GOAL OF THE EXERCISE: Each entry needs to be restated exactly as written.

RECORD EXTRACTS:
########################################

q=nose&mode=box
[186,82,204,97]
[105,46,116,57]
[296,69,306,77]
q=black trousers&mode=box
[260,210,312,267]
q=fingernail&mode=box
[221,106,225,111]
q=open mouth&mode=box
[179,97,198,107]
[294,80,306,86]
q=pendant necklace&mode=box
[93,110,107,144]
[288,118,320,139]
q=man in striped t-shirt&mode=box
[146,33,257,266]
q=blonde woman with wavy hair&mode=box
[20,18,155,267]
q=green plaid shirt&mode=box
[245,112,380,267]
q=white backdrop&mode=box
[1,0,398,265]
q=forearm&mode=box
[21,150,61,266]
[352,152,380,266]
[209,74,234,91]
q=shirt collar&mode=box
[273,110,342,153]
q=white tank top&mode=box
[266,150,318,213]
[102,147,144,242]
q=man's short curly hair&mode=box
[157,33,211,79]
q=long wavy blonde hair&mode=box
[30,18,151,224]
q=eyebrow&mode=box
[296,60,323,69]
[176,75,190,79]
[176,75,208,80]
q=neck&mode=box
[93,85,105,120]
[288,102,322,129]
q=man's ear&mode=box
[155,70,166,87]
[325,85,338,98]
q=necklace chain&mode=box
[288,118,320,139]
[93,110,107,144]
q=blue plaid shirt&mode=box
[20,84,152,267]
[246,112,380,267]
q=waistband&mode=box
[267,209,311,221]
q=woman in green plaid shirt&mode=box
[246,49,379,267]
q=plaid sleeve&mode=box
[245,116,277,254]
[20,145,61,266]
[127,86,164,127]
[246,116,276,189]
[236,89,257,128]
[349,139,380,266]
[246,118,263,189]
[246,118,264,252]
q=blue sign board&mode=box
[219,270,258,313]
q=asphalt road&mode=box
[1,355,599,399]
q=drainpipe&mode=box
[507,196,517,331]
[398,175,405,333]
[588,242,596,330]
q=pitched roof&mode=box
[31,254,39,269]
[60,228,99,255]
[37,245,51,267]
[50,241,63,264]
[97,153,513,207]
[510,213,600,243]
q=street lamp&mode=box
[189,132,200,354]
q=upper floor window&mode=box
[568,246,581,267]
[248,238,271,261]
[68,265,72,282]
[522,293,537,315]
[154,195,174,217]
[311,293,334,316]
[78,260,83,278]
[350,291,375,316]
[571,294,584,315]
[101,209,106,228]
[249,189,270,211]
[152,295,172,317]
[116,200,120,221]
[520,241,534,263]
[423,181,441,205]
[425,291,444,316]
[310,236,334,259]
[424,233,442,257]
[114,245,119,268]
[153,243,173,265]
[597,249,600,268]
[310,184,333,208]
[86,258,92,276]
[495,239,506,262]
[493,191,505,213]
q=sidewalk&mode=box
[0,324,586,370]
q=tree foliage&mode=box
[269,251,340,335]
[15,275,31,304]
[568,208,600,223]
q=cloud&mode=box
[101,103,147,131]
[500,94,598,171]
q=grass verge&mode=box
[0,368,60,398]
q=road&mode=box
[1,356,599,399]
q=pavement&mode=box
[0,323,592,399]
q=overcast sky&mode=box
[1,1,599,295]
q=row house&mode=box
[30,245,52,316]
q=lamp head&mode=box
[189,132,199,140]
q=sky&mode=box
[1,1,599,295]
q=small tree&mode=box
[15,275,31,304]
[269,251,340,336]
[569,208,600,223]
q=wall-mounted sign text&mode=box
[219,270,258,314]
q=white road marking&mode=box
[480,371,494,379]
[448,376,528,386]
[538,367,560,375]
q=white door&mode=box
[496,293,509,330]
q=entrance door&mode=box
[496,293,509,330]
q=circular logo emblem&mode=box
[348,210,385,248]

########################################

ANSWER BELOW:
q=nose&mode=box
[186,82,204,97]
[105,46,116,57]
[296,69,306,77]
q=black trousers&mode=box
[260,210,312,267]
q=fingernail&mode=box
[221,106,225,111]
q=open mouth&mode=box
[179,97,198,107]
[294,80,306,86]
q=pendant necklace&mode=box
[93,110,107,144]
[288,118,320,139]
q=man in striped t-shirt&mode=box
[146,33,257,266]
q=blonde woman with wavy hair&mode=box
[20,18,155,267]
q=green plaid shirt&mode=box
[245,112,380,267]
q=white backdrop&mode=box
[1,0,398,265]
q=forearm&mode=box
[21,150,61,266]
[352,152,380,266]
[209,74,234,91]
q=shirt collar&mode=box
[273,110,342,153]
q=white tank top&mode=box
[266,150,318,213]
[102,147,144,242]
q=man's short curly hair&mode=box
[157,33,211,79]
q=long wavy blonde hair&mode=box
[30,18,151,224]
q=eyebrow&mode=box
[296,60,323,69]
[176,75,190,79]
[176,75,208,80]
q=neck&mode=box
[93,85,105,120]
[288,102,322,129]
q=man's ear&mode=box
[155,70,166,87]
[325,85,338,98]
q=necklace chain&mode=box
[288,118,320,139]
[93,110,107,144]
q=blue plaid shirt&mode=box
[20,84,152,267]
[246,112,380,267]
q=waistband&mode=box
[267,209,311,221]
q=woman in green plaid shirt&mode=box
[246,49,379,267]
q=plaid sleeve&mode=box
[245,116,277,254]
[20,145,61,266]
[127,86,164,127]
[246,116,276,189]
[236,89,257,128]
[349,139,380,266]
[246,118,263,189]
[246,118,264,252]
q=blue sign board&mode=box
[219,270,258,313]
q=asphalt road&mode=box
[1,355,599,399]
q=drainpipe&mode=box
[507,196,517,331]
[398,175,405,333]
[588,242,596,330]
q=pitched roof&mode=box
[31,254,39,269]
[60,228,99,255]
[37,245,51,267]
[50,241,63,264]
[97,153,513,207]
[510,213,600,243]
q=street lamp&mode=box
[189,132,200,354]
q=upper floor window&mode=box
[568,246,581,267]
[248,238,271,261]
[68,265,72,282]
[522,293,537,315]
[154,195,174,217]
[311,293,334,316]
[78,260,83,278]
[350,291,375,316]
[571,294,584,315]
[101,209,106,228]
[249,189,270,211]
[152,295,172,317]
[116,200,120,221]
[520,241,534,263]
[423,181,441,205]
[425,291,444,316]
[310,236,334,259]
[424,233,442,257]
[114,245,119,268]
[153,243,173,265]
[597,249,600,268]
[310,184,333,208]
[86,258,92,276]
[495,239,506,262]
[493,191,505,213]
q=sidewalk&mode=box
[0,324,586,370]
q=tree foliage&mode=box
[269,251,340,335]
[15,275,31,304]
[568,208,600,223]
q=cloud&mode=box
[101,103,147,131]
[500,94,598,171]
q=grass verge&mode=box
[0,368,60,398]
q=road&mode=box
[1,356,599,399]
q=pavement&mode=box
[0,323,592,399]
q=overcast sky&mode=box
[1,1,599,295]
q=row house&mode=box
[30,245,52,316]
q=lamp head&mode=box
[189,132,199,140]
q=sky&mode=box
[1,1,599,295]
q=small tree&mode=box
[15,275,31,304]
[269,251,340,336]
[569,208,600,223]
q=wall-mounted sign text&mode=box
[219,270,258,314]
q=white road marking&mode=box
[480,371,494,379]
[448,376,528,386]
[538,367,560,375]
q=white door&mode=box
[496,293,509,330]
q=entrance door&mode=box
[496,293,509,330]
q=circular logo emblem&mode=box
[348,210,385,248]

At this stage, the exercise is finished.